(Beginning of Exercise material)
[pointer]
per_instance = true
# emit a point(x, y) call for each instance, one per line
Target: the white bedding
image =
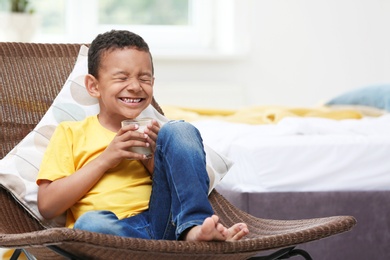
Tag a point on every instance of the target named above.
point(303, 154)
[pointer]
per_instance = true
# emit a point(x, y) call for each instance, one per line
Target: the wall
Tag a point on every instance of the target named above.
point(302, 52)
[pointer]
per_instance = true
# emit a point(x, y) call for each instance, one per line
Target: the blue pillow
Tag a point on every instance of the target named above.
point(373, 96)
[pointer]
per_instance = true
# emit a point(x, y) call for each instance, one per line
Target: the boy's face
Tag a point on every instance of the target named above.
point(124, 85)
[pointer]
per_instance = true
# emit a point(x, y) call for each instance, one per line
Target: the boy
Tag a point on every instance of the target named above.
point(89, 172)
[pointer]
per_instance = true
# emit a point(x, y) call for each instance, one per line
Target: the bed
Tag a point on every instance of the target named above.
point(302, 163)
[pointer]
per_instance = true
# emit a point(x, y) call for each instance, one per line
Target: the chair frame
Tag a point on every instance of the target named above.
point(44, 68)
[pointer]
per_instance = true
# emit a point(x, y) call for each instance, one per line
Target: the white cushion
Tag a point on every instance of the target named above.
point(19, 168)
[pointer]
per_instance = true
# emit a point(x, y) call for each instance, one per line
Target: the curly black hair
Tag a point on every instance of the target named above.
point(114, 39)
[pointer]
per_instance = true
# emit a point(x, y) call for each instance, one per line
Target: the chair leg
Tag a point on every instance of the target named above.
point(284, 253)
point(17, 253)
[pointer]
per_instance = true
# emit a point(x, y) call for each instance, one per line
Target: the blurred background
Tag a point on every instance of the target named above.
point(230, 53)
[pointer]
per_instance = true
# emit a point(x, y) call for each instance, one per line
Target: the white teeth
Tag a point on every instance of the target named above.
point(131, 100)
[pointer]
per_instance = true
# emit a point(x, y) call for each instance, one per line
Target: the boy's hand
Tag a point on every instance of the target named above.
point(119, 148)
point(152, 132)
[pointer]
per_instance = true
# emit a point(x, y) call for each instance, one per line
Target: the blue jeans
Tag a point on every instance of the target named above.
point(179, 198)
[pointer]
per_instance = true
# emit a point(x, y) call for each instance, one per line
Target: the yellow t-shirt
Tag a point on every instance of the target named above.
point(124, 190)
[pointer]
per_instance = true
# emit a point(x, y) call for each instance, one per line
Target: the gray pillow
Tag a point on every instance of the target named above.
point(372, 96)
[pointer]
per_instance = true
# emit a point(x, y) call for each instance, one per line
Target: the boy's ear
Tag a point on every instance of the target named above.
point(91, 84)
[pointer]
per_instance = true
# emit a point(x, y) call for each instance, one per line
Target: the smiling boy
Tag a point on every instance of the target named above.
point(89, 172)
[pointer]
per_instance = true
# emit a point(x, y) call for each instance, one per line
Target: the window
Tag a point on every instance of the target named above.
point(185, 28)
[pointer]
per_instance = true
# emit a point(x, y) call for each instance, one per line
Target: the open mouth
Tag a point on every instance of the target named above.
point(131, 100)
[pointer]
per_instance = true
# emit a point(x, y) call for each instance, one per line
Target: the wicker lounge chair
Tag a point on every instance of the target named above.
point(36, 72)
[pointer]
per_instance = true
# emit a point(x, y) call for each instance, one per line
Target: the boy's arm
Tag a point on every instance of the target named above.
point(55, 197)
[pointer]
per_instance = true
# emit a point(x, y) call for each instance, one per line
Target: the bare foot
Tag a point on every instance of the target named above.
point(212, 230)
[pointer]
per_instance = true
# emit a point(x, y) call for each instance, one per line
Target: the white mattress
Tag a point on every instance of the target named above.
point(303, 154)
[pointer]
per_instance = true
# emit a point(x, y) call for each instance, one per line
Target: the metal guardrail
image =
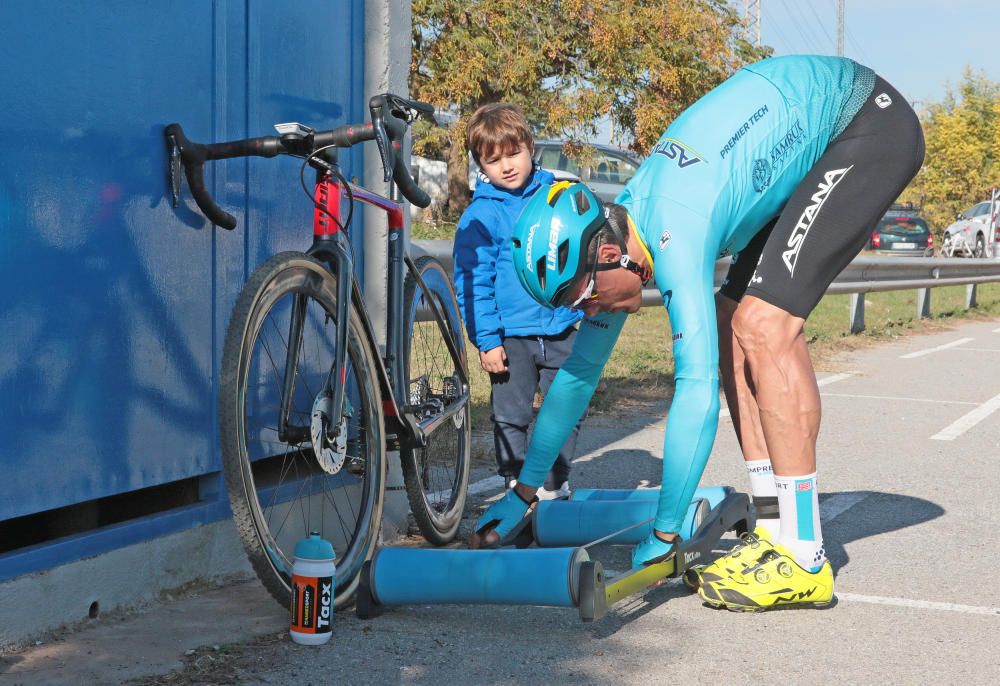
(End of Exercise material)
◆ Brief: Exclude images. Return the data above verbatim.

◆ Solution to this exercise:
[pointer]
per_instance = true
# emit a point(x, y) call for each instance, one per line
Target: the white bedding
image =
Tag a point on every instance of the target named above.
point(303, 154)
[pointer]
per_instance = true
# emit a point(x, y) call for each instance, one per line
Target: the wall
Tag a point on every instance of the target named above.
point(302, 52)
[pointer]
per_instance = true
# emit a point(x, y) call for each instance, one per line
Target: the blue pillow
Tag a point on every instance of the target named above.
point(373, 96)
[pointer]
per_instance = true
# emit a point(x, y) call for each instance, one per line
Target: the boy's face
Tag a point on every instance of the target named above.
point(124, 85)
[pointer]
per_instance = true
# emit a point(x, y) call for each instance, one per line
Target: the boy
Tag a point on every instance of the target named above.
point(89, 172)
[pointer]
per_instance = true
# emit a point(x, y) call for each instance, one per line
Target: the bed
Tag a point on every instance of the target named above.
point(302, 163)
[pointer]
per_instance = true
# emit a point(x, y) call for each instance, one per line
Target: the chair frame
Tag a point on every instance of the target named above.
point(44, 68)
[pointer]
per_instance = true
# emit a point(x, y) call for each instance, one per line
Target: the white cushion
Tag a point on every instance of the target named above.
point(19, 168)
[pointer]
per_instance = true
# emit a point(x, y) call for each instance, one per line
Target: the curly black hair
Tag a point on every instance of the target named above.
point(114, 39)
[pointer]
per_instance = true
# emit a point(x, y) call for each instance, one per line
Target: the chair leg
Tag a point on every instance of the target named above.
point(284, 253)
point(17, 253)
[pointer]
per_instance = true
# emit a point(x, y) call for each instance, one per line
Target: the blurred background
Tag a point on every instance of the target named above.
point(230, 53)
[pointer]
per_instance = true
# emit a point(x, y) call for each instance, one per line
Target: the white teeth
Tag a point on every instance of the target named above.
point(131, 100)
[pointer]
per_instance = true
# emit a point(x, y) call for each instance, one per line
Target: the boy's hand
Tag a point on every instance of the target named above.
point(119, 148)
point(152, 132)
[pointer]
per_instance = true
# emit a point(x, y) call for each instance, one per line
Target: the blue jeans
Tag a point on every instance of the target named above.
point(179, 198)
[pointer]
per_instance = true
# emit a point(x, y) call for each instance, one per line
Target: the yellow t-shirt
Tag a point on every instance of the target named above.
point(124, 190)
[pointer]
per_instance = true
# emit a point(x, y) call for each instance, one per line
Target: the gray pillow
Tag a point on every instance of the target named above.
point(372, 96)
[pointer]
per_instance = true
# emit a point(x, y) call for each instance, one per line
Target: the boy's ear
Tag a point on every instance of the target named above.
point(91, 84)
[pointer]
per_instance = true
# emit a point(x, y) call for each instance, one per line
Target: the smiling boy
Tag a point on every instance of the target named above.
point(89, 172)
[pointer]
per_instance = true
# emit a point(x, y) call for each instance, one per line
Target: the window
Tag a point on every instance of the target named above.
point(185, 28)
[pointer]
per_instance = true
# emit a point(x, y) call for each instance, one per line
Target: the open mouth
Tag a point on every instance of the target named above.
point(131, 100)
[pointer]
per_instance = true
# emit a point(x, y) call for each instance, one per line
Target: the wicker lounge chair
Tag a point on every instance of the target named above.
point(36, 72)
[pointer]
per_instance = true
# emit a point(x, y) call for each instance, one per line
Target: the boy's arm
Tag a point on every instance of the target named above.
point(55, 197)
[pointer]
per_instance = true
# emit a point(x, y) call for each instance, one per line
Target: the bare foot
Tag a point on every instance of the target named above.
point(212, 230)
[pointer]
per_instance = true
# emit a point(x, y) call for each instance, one per line
Target: the white mattress
Tag a point on every instance of the target named above.
point(303, 154)
[pointer]
per_instance = true
# emit a point(x, y) call for each instance, one per line
Target: the metal guardrail
image =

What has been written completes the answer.